-- SUPPLIED DATA follows --

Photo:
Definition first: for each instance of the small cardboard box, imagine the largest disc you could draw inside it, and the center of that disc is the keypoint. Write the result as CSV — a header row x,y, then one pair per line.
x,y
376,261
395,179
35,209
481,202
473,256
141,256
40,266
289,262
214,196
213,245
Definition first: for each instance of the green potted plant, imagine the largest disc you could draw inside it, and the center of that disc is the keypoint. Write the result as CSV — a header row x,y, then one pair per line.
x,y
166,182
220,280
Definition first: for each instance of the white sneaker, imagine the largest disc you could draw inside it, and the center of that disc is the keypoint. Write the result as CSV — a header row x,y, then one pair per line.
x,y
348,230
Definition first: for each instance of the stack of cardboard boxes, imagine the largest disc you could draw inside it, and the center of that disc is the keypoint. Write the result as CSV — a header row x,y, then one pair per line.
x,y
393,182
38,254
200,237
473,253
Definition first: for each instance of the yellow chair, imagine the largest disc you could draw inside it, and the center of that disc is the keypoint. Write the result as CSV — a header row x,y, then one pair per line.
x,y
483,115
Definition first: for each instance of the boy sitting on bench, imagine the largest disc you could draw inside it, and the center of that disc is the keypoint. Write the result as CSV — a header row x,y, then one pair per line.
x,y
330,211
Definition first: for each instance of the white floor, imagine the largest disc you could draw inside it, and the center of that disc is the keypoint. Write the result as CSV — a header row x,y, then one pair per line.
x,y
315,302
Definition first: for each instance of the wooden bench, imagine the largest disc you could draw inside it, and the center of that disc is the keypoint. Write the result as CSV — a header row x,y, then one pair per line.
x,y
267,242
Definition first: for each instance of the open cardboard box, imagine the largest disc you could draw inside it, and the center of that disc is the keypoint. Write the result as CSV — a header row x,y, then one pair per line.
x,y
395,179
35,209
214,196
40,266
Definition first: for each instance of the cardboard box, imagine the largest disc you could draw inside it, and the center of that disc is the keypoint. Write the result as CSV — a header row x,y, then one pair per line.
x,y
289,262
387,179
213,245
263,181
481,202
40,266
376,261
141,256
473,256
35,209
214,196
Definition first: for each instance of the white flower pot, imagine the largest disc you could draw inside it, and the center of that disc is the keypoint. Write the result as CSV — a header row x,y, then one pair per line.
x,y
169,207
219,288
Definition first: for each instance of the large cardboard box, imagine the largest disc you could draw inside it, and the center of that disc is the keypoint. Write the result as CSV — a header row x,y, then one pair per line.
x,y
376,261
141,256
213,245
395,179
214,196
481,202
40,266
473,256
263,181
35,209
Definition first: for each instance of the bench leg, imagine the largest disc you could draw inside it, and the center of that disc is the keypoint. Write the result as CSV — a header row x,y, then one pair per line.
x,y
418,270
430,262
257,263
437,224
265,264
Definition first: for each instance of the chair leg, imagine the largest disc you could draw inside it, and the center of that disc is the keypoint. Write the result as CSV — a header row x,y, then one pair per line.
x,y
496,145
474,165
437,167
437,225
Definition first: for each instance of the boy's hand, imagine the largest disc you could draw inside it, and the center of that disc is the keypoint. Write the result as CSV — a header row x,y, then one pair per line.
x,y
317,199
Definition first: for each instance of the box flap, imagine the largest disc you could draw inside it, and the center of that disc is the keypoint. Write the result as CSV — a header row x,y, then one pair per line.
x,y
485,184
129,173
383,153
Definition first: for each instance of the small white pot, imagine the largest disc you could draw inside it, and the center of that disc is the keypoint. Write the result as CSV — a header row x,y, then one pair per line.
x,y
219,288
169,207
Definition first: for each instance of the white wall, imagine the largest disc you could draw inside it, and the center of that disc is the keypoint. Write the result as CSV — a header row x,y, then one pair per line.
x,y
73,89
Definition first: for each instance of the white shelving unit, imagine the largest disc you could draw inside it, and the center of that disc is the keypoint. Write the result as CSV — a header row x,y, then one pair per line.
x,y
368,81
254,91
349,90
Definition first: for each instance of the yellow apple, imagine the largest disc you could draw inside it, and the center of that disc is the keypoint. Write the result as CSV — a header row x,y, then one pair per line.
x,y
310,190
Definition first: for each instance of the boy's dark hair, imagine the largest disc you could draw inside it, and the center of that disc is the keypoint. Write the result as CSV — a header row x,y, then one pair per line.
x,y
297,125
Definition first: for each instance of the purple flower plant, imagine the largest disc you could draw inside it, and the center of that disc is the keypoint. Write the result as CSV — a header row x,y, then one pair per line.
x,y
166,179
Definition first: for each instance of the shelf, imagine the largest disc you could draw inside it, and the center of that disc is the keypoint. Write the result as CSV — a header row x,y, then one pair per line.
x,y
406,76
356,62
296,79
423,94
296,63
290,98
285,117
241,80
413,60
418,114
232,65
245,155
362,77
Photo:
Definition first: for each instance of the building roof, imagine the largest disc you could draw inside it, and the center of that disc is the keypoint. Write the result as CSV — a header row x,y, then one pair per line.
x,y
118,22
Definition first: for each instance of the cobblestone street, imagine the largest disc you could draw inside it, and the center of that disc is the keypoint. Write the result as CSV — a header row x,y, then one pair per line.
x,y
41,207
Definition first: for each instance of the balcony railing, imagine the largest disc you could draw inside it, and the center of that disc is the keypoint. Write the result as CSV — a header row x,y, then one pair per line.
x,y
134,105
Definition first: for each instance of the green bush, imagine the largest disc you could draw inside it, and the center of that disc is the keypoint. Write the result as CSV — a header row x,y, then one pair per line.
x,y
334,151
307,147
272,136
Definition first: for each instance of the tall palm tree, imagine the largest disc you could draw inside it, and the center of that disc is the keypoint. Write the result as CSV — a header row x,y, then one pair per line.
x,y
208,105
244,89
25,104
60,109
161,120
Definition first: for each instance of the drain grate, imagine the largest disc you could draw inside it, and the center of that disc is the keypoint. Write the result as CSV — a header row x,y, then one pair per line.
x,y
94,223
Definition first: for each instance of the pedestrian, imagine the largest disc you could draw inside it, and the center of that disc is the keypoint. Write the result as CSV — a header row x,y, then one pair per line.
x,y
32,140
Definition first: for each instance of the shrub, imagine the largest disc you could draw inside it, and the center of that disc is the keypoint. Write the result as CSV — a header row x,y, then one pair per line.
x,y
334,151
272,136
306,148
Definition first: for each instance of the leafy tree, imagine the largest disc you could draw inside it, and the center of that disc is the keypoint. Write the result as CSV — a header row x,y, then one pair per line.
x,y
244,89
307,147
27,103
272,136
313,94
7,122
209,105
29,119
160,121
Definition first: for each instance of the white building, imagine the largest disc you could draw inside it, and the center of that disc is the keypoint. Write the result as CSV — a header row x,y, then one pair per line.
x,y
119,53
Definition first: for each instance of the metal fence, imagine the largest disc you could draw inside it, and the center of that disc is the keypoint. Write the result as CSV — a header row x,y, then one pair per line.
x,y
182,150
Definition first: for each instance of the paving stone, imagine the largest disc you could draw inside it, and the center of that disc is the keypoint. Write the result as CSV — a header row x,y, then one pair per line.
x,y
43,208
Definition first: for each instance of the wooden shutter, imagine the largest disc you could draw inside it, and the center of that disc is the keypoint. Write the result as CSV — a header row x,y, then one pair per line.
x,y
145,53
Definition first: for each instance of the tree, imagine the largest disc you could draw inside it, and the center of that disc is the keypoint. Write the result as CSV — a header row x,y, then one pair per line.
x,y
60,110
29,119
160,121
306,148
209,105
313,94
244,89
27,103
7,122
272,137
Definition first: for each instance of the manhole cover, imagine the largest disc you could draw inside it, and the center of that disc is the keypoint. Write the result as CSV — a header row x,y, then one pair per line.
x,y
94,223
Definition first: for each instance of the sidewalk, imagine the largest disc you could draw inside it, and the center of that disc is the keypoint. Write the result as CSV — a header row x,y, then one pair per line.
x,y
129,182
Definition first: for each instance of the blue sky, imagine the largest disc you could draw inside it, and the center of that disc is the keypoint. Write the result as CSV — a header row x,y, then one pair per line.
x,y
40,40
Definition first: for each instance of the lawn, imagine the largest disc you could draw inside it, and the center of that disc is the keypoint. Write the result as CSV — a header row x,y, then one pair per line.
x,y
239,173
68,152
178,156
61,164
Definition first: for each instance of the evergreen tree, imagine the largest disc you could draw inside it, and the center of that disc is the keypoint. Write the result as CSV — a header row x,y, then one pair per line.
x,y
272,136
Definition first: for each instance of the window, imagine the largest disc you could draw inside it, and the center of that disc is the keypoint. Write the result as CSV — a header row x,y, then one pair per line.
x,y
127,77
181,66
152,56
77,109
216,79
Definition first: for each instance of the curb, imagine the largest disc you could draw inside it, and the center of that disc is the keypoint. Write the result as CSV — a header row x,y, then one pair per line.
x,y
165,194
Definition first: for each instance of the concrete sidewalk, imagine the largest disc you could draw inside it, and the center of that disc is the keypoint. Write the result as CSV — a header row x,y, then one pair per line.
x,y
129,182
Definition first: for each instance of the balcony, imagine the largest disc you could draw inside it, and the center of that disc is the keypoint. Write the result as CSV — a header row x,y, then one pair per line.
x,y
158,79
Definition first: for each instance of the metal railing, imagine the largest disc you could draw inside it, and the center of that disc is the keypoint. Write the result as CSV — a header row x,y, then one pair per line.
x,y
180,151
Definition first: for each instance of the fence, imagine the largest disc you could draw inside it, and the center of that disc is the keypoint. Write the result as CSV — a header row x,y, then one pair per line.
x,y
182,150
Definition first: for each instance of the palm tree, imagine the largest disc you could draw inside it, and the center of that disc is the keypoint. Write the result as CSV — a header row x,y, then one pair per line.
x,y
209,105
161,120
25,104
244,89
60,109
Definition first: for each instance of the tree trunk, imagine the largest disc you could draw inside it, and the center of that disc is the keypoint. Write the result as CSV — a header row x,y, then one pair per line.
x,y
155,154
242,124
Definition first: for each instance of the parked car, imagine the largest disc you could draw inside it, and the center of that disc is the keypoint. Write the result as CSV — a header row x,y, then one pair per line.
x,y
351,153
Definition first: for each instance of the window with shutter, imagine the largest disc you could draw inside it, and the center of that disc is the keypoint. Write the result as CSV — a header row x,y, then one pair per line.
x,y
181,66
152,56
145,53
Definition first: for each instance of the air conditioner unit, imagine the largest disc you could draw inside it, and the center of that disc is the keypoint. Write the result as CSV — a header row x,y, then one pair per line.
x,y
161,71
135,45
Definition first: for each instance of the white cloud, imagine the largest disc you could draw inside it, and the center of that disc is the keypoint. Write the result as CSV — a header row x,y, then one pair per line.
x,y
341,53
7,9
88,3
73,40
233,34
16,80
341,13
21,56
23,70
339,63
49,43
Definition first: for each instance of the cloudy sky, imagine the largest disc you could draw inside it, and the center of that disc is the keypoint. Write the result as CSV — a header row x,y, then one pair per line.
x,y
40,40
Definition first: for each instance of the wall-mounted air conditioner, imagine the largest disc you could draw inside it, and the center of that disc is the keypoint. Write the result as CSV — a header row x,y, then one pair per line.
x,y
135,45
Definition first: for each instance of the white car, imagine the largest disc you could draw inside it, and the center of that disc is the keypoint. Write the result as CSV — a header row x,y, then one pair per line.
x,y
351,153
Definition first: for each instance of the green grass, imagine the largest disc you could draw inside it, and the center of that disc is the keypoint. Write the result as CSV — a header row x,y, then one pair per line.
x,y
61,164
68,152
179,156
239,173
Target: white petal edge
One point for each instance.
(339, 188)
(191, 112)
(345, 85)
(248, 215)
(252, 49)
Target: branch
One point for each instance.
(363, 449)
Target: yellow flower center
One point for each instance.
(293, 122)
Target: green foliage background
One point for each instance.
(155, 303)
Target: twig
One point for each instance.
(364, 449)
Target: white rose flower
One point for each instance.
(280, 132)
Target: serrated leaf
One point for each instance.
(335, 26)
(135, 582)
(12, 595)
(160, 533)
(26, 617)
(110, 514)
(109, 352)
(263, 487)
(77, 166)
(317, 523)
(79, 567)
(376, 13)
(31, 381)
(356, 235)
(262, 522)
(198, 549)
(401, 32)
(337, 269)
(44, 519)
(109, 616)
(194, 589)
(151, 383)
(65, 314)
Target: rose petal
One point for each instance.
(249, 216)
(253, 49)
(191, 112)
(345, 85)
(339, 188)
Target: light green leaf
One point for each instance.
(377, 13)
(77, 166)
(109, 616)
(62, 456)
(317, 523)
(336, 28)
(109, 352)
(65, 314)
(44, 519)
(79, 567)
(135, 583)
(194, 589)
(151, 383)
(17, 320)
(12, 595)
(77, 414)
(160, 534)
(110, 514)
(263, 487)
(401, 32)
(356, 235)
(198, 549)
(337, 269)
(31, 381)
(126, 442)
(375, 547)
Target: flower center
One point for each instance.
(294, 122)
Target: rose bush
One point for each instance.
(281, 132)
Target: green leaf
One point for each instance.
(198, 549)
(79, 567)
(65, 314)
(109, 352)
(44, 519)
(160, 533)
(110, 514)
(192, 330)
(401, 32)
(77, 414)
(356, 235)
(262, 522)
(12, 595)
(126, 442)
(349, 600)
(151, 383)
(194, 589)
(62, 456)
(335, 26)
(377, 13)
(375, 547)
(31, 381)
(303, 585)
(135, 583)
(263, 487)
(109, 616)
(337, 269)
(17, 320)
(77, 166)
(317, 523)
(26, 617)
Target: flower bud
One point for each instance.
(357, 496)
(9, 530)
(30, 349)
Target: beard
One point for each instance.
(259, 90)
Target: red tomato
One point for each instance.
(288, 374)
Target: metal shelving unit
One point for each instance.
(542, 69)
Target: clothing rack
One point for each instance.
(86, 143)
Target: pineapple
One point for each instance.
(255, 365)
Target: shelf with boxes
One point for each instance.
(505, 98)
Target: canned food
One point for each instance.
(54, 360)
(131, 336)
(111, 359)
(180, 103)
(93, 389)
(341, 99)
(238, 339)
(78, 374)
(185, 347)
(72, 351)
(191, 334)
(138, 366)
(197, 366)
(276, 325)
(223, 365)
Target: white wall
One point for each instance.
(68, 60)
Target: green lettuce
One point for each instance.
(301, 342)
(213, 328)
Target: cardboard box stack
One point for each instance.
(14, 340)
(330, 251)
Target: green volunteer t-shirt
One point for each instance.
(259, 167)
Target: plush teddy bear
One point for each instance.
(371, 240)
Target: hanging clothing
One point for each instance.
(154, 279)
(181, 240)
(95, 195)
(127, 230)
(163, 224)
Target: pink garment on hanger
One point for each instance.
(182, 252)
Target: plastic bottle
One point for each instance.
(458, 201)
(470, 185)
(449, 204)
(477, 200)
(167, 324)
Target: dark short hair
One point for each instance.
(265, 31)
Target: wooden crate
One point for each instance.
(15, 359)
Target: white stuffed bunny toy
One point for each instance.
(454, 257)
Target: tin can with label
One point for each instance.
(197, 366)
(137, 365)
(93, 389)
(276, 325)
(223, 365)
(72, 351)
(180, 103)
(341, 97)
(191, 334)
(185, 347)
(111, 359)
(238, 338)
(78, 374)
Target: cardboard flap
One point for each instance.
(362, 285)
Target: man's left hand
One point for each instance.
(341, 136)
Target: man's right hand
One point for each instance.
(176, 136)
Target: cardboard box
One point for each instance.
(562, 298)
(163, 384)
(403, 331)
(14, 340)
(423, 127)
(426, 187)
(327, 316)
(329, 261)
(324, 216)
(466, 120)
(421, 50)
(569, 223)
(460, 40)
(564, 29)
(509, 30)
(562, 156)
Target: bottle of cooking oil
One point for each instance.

-- SUPPLIED DATA concluded --

• [PROBLEM TO WORK ON] A complete answer reproduces every line of the records in which the word "bottle" occurs.

• [EXPECTED OUTPUT]
Target: plastic bottle
Target: bottle of cooking oil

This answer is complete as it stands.